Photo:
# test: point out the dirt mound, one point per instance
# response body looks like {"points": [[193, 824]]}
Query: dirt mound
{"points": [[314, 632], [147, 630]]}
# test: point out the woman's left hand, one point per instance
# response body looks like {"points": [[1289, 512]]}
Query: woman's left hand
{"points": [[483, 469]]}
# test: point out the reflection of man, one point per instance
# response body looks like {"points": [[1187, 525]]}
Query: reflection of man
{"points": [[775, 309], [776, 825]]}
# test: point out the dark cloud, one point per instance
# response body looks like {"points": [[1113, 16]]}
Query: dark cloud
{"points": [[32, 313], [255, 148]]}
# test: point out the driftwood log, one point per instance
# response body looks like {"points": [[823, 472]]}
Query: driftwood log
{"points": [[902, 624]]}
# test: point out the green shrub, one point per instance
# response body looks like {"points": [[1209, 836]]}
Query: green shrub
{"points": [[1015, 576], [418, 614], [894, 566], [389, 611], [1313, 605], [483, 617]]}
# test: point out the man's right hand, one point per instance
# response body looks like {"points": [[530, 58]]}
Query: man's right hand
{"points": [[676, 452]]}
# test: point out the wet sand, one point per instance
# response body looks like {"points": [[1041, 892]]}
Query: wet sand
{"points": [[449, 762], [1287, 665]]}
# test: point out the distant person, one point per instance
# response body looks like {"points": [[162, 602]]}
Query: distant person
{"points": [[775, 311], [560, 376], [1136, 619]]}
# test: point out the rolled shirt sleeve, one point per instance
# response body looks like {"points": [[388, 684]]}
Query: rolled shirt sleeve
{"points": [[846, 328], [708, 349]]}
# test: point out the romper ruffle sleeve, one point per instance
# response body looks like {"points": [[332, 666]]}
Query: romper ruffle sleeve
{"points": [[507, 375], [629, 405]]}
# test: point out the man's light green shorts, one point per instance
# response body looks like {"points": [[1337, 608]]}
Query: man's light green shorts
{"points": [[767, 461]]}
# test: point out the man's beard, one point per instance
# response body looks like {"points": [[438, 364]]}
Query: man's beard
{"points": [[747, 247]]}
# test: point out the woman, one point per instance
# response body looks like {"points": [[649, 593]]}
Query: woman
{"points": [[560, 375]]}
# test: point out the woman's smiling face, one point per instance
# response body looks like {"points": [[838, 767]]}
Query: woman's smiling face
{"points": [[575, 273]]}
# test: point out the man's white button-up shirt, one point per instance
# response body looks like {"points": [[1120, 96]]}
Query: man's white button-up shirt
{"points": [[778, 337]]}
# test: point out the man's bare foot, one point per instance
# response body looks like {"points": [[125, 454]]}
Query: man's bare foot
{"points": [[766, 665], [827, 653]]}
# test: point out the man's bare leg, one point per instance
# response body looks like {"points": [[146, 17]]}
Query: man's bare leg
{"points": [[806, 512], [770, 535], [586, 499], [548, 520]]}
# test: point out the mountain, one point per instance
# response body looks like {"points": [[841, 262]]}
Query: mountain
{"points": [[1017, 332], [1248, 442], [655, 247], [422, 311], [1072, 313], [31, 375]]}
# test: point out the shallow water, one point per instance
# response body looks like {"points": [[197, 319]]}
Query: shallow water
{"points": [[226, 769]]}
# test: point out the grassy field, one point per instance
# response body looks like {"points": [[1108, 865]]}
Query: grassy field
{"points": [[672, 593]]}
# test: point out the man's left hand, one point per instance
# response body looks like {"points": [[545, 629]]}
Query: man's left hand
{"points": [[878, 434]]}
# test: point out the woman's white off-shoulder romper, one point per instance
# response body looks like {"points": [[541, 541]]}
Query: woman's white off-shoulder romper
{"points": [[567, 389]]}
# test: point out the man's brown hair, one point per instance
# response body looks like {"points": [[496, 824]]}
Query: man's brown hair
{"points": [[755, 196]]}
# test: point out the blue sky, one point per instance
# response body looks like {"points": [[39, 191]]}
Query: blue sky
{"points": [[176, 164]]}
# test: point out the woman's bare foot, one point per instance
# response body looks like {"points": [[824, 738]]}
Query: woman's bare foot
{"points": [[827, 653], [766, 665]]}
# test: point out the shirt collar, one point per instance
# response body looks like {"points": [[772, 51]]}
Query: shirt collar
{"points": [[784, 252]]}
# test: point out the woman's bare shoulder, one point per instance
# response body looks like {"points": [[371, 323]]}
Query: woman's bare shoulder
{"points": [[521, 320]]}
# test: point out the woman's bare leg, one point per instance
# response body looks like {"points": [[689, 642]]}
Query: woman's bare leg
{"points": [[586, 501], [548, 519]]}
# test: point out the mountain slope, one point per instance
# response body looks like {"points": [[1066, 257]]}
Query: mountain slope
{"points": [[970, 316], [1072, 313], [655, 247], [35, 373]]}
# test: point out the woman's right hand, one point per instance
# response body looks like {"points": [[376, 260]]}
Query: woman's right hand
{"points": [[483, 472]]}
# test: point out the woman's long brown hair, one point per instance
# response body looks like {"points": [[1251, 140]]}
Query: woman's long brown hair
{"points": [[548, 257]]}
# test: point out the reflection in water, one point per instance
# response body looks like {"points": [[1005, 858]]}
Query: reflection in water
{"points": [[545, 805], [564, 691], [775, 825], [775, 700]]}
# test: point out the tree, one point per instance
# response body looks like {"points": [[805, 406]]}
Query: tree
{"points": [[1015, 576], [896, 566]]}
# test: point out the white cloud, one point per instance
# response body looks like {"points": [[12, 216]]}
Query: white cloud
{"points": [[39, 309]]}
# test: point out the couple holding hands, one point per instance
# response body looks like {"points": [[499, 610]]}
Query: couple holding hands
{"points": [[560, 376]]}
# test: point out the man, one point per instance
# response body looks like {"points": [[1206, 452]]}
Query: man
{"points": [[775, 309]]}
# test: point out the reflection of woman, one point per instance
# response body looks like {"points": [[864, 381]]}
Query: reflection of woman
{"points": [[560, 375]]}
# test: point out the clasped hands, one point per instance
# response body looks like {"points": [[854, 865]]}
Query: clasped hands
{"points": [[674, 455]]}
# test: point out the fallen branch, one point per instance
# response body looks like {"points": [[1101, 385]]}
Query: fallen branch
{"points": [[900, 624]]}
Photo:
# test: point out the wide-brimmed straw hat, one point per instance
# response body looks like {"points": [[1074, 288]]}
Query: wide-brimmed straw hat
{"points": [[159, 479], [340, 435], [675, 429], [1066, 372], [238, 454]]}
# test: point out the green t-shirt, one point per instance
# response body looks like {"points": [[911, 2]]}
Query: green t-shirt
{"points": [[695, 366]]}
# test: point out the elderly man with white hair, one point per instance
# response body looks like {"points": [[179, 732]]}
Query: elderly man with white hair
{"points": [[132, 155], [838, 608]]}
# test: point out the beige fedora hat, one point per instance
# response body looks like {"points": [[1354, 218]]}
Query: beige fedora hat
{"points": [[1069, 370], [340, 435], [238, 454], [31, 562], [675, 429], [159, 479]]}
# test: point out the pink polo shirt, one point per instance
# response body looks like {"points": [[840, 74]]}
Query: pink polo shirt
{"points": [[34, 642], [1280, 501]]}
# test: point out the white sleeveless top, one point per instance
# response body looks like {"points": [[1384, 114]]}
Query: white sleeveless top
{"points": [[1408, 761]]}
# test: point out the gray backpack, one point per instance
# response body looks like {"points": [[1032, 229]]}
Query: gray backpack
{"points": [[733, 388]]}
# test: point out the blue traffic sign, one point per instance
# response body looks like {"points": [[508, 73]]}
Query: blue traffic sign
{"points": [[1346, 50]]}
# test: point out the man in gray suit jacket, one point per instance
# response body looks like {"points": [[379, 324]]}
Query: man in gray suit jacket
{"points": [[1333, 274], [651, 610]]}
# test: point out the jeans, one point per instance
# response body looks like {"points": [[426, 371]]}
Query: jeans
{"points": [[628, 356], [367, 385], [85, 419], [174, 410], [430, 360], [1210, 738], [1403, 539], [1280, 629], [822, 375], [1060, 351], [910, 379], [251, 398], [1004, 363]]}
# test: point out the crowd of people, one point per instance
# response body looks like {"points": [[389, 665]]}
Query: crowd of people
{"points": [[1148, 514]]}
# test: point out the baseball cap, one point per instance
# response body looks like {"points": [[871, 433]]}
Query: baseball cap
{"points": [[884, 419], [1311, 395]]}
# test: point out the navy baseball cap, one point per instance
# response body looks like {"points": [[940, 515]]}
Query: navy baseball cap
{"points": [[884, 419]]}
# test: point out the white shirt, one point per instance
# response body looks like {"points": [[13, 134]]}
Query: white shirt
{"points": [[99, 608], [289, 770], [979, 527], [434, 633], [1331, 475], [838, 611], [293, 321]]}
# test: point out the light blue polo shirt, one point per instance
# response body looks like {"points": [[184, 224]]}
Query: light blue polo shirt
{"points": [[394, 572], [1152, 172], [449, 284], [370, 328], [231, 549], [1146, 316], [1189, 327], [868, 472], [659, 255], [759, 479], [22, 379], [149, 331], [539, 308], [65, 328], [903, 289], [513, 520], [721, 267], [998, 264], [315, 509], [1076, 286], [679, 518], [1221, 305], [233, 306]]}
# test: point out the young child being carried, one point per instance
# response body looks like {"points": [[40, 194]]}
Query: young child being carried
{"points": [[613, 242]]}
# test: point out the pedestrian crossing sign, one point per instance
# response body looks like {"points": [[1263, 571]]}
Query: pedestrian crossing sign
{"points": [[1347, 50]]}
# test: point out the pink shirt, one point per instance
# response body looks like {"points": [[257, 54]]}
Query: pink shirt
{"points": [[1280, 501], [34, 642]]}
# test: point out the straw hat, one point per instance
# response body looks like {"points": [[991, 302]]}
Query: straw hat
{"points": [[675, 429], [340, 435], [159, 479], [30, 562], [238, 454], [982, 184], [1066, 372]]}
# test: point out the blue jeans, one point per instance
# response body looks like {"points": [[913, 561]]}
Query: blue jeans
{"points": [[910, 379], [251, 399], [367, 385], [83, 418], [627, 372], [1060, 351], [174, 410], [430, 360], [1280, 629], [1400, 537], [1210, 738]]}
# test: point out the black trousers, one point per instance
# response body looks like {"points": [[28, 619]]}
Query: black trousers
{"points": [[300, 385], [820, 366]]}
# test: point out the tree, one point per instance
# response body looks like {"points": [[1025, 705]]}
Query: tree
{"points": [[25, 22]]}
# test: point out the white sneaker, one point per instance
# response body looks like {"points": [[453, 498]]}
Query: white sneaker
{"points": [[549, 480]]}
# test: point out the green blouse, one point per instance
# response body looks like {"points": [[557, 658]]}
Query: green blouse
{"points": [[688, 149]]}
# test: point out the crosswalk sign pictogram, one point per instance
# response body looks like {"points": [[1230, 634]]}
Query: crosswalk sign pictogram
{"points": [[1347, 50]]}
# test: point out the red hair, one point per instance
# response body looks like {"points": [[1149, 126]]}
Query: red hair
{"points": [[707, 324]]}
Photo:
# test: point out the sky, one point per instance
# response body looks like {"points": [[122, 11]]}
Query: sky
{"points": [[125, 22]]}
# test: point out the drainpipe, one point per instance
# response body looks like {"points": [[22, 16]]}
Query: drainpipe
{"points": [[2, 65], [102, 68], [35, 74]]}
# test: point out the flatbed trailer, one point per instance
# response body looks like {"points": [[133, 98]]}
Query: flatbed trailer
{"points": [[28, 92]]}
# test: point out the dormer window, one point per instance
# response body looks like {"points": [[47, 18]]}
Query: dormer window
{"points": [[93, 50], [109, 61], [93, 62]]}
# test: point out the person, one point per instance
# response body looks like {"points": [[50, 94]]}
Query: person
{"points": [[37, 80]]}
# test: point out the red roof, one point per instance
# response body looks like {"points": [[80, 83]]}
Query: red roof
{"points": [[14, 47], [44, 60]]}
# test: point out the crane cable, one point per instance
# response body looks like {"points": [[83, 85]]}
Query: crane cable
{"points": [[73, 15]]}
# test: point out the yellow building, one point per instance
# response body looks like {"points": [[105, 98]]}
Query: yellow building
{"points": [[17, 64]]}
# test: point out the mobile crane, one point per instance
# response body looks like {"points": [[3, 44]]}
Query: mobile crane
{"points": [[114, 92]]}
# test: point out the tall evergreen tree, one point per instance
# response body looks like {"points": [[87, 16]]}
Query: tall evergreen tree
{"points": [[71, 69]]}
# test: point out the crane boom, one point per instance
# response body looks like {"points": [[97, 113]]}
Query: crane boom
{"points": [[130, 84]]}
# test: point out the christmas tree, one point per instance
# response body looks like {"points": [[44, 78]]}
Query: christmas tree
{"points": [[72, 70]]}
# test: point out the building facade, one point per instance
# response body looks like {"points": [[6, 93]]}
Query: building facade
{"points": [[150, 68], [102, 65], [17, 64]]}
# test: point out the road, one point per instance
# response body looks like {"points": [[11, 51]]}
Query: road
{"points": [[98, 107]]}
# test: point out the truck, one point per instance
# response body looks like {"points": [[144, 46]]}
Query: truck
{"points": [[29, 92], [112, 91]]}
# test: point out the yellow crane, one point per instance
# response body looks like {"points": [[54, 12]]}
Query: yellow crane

### WRITTEN PROBLEM
Everything from the line containing "# test: point out the building" through the last line of the records must be given again exactly; leave out all other lines.

### FINISHED ANSWER
# test: point out the building facade, one point per instance
# response body looks like {"points": [[6, 93]]}
Query: building facade
{"points": [[150, 68], [102, 65], [17, 64]]}
# test: point out the road, one point per instance
# response body looks like {"points": [[11, 51]]}
Query: road
{"points": [[98, 107]]}
# test: point out the truck, one point per instance
# response body looks like {"points": [[144, 46]]}
Query: truck
{"points": [[29, 92], [112, 91]]}
# test: point out the yellow crane, one point per instance
# response body looks like {"points": [[54, 12]]}
Query: yellow crane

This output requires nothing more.